> **GIVEN PROBLEM**
Select every line of the records that contains the string "stripe", and copy each one out in full.
** START DATA LISTING **
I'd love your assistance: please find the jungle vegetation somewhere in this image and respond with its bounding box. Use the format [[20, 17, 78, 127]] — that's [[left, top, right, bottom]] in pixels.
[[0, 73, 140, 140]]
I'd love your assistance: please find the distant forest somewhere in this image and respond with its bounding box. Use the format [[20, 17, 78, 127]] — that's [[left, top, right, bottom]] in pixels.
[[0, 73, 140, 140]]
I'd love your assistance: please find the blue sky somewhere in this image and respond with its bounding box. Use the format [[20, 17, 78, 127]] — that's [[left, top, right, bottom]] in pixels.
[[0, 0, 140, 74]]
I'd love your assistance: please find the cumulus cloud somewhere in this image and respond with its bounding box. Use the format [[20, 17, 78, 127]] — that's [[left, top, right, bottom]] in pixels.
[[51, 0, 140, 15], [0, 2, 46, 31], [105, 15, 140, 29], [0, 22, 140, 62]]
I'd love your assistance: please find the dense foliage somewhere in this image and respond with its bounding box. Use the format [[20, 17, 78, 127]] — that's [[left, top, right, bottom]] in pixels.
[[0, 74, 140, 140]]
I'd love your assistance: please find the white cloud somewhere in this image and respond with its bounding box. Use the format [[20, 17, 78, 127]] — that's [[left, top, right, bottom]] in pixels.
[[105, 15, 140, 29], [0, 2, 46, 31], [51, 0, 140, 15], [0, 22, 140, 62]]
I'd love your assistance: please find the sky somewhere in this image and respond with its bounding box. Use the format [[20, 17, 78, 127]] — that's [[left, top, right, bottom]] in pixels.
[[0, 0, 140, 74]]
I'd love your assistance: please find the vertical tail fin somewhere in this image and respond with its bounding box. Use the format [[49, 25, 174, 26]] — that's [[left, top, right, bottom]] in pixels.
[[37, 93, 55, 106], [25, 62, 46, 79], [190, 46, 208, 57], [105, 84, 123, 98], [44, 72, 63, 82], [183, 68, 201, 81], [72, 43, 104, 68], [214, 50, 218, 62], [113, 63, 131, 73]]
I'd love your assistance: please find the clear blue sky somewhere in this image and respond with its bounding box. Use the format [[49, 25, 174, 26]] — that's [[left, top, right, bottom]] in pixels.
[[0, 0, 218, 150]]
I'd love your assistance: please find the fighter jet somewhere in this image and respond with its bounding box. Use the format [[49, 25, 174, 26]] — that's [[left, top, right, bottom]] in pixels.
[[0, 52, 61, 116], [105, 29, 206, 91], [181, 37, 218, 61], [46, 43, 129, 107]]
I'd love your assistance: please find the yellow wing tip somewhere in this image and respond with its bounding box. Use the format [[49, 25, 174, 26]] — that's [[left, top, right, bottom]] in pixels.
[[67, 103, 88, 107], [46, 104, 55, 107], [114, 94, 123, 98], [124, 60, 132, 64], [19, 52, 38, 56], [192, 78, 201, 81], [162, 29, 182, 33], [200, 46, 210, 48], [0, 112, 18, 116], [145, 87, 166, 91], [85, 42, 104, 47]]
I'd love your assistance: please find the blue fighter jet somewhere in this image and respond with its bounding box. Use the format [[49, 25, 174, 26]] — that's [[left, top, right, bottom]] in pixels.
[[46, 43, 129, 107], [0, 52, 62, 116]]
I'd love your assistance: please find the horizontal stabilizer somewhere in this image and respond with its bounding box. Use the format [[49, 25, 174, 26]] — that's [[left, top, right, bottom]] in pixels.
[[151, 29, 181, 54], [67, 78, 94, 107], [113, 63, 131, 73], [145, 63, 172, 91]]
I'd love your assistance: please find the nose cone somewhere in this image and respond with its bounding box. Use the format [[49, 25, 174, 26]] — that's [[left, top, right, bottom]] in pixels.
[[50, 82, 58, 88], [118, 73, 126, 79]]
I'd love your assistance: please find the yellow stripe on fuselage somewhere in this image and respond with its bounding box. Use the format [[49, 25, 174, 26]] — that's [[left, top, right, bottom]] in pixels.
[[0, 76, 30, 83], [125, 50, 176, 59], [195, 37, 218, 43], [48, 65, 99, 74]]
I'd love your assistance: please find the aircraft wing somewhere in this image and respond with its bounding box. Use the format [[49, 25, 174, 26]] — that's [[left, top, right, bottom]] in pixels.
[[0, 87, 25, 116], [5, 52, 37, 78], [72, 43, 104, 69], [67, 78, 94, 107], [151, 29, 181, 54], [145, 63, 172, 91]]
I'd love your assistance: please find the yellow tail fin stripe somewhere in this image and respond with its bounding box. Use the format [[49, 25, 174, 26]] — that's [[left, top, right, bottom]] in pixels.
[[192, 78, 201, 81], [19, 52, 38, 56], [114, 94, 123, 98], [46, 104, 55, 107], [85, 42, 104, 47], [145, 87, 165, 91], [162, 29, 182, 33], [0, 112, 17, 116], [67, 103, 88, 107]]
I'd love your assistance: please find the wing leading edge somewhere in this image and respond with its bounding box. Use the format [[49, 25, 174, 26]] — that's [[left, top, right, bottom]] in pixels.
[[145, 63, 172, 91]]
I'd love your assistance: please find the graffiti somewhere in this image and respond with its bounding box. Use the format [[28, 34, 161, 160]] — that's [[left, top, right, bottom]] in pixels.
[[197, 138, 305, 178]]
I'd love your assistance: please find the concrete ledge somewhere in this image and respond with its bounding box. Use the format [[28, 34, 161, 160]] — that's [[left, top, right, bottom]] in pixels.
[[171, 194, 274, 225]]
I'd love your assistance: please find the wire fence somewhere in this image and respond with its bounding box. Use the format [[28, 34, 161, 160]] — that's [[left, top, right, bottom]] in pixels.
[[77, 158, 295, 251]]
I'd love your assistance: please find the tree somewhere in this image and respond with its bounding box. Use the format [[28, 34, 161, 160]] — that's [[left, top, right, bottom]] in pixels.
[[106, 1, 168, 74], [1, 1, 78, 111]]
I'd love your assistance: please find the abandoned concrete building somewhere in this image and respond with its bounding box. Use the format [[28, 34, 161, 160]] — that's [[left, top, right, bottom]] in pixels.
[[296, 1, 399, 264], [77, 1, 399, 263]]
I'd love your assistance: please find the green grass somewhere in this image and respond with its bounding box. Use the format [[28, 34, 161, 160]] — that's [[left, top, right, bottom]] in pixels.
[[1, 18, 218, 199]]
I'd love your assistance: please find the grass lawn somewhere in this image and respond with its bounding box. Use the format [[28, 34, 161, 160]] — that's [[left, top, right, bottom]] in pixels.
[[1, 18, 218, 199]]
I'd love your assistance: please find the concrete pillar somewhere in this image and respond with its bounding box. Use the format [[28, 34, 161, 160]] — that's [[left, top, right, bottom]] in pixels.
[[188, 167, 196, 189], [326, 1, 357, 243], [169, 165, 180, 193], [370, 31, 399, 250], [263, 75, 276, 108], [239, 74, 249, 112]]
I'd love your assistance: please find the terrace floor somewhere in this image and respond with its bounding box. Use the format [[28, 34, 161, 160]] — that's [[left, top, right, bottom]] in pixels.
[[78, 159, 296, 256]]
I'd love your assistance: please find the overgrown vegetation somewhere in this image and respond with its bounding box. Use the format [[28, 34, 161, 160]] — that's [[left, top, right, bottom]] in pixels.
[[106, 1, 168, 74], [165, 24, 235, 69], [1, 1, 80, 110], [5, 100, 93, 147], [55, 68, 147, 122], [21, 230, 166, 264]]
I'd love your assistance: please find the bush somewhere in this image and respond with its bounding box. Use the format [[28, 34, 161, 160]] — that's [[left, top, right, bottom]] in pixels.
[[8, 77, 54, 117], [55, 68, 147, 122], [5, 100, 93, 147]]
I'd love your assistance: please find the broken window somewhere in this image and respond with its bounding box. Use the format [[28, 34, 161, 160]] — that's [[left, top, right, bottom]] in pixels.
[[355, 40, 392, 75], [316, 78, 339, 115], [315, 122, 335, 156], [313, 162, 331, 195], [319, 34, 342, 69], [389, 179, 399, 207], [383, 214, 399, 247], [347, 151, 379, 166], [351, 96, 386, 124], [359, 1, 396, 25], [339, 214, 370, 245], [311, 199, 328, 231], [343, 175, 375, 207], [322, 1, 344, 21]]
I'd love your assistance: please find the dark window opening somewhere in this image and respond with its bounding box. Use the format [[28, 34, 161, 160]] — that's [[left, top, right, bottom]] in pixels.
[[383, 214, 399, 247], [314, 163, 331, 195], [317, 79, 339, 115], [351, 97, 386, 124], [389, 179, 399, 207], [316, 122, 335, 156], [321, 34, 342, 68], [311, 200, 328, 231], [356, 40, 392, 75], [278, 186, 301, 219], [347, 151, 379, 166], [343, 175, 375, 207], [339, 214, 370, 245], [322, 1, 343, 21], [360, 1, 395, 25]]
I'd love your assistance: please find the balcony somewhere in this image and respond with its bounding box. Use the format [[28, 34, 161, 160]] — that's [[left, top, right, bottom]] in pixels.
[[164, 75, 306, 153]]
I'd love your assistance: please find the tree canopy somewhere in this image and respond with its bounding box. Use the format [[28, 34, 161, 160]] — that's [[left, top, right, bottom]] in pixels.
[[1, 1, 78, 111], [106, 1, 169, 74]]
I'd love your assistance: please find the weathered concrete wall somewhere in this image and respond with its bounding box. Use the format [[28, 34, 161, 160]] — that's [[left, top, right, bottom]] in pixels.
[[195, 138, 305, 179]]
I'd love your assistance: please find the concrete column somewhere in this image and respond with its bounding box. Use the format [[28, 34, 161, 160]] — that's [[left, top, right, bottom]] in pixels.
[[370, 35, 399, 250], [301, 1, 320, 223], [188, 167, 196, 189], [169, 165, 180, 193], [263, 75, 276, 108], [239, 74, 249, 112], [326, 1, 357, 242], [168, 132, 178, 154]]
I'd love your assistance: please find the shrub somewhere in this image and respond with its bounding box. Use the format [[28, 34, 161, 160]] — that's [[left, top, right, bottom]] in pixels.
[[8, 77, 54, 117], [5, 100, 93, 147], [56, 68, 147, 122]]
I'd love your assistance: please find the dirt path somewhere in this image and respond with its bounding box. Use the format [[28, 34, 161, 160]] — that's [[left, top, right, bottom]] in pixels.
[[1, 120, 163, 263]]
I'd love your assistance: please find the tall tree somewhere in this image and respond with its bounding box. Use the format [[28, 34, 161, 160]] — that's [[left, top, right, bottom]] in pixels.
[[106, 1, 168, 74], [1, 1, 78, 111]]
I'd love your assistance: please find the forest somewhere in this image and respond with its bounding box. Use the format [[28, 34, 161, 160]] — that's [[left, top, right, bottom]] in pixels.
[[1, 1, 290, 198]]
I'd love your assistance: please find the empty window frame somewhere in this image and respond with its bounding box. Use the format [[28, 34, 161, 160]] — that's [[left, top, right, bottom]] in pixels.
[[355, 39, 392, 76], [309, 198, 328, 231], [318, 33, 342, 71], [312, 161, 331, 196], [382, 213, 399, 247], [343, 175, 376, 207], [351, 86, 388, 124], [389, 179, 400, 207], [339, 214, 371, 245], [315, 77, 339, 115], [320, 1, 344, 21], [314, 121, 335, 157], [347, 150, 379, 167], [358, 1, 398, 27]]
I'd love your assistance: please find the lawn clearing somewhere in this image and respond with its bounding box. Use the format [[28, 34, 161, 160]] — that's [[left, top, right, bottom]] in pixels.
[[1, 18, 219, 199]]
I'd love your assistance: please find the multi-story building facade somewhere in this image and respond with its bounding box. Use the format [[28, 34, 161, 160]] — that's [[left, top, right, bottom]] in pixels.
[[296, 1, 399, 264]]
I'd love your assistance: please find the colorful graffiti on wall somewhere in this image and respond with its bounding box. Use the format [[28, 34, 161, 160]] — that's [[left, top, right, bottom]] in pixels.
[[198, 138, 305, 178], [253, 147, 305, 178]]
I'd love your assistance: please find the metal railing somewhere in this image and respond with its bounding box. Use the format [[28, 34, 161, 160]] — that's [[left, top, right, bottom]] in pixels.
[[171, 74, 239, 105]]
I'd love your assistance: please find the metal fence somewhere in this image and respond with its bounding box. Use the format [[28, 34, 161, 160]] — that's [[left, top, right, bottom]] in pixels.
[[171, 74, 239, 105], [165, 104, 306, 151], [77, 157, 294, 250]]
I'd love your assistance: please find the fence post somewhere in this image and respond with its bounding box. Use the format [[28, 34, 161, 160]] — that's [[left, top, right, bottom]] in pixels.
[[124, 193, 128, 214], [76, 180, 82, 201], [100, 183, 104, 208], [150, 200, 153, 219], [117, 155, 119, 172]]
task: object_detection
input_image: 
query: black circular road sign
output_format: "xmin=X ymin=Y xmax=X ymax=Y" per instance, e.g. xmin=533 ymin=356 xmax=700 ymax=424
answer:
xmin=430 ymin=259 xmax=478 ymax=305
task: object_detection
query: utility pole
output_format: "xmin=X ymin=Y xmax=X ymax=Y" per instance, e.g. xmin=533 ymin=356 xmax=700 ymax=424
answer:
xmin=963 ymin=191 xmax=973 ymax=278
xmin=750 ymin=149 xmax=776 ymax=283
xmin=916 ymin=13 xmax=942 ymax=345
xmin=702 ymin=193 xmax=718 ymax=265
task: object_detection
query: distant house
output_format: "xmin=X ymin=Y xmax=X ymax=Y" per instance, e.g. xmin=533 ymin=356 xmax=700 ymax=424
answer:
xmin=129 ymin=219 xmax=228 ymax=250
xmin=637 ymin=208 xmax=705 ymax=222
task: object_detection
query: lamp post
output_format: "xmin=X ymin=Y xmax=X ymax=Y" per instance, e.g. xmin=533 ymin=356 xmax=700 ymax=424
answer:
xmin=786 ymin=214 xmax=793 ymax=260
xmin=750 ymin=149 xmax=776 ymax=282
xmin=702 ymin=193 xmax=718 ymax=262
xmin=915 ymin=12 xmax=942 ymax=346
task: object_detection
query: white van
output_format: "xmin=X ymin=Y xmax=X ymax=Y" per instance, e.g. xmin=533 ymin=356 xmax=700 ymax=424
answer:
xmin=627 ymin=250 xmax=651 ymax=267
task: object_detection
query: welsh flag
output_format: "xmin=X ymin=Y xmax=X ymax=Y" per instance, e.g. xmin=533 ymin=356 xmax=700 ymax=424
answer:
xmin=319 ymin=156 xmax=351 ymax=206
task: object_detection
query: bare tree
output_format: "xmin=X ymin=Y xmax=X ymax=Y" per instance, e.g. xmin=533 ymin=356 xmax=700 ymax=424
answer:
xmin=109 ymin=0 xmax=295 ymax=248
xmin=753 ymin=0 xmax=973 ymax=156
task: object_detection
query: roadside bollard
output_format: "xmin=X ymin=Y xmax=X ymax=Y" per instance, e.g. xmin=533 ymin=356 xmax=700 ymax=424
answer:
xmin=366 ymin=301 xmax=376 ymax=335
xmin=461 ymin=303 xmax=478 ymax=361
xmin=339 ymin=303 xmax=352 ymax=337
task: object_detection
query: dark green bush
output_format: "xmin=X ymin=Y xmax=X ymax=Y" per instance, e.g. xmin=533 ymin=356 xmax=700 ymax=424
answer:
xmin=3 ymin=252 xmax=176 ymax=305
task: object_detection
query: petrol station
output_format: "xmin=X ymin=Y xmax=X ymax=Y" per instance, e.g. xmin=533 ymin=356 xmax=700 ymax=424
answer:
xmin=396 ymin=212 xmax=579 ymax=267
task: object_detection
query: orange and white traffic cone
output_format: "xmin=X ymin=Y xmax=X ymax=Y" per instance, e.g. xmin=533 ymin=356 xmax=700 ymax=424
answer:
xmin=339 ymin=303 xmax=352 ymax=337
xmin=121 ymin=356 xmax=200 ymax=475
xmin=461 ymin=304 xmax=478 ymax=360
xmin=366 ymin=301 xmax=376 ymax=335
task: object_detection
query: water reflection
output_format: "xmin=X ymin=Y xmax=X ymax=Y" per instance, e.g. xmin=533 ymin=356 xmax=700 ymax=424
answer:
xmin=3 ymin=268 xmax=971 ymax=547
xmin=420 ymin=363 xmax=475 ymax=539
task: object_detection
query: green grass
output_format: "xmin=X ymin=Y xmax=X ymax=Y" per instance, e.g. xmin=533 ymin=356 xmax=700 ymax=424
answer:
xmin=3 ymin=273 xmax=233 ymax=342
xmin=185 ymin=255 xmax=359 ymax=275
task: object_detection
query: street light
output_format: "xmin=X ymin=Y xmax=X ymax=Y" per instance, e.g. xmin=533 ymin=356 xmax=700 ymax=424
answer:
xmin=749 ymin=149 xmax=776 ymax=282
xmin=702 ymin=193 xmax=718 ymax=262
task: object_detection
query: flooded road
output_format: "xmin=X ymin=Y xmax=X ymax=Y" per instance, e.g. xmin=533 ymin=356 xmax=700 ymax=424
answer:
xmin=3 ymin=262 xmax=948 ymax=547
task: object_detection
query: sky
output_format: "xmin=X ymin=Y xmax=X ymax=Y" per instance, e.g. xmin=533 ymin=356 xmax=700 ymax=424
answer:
** END DATA LISTING **
> **SOLUTION FOR THIS PROBLEM**
I'd love your assistance: please find the yellow stripe on fuselage somewhere in this image and respond with its bounding box. Use the format [[49, 25, 174, 26]] — that's [[left, top, right, bottom]] in pixels.
I'd love your assistance: please find the yellow tail fin stripe somewhere in this image and respond with its bounding box. Use the format [[49, 25, 174, 26]] — that's [[left, top, right, bottom]] in pixels.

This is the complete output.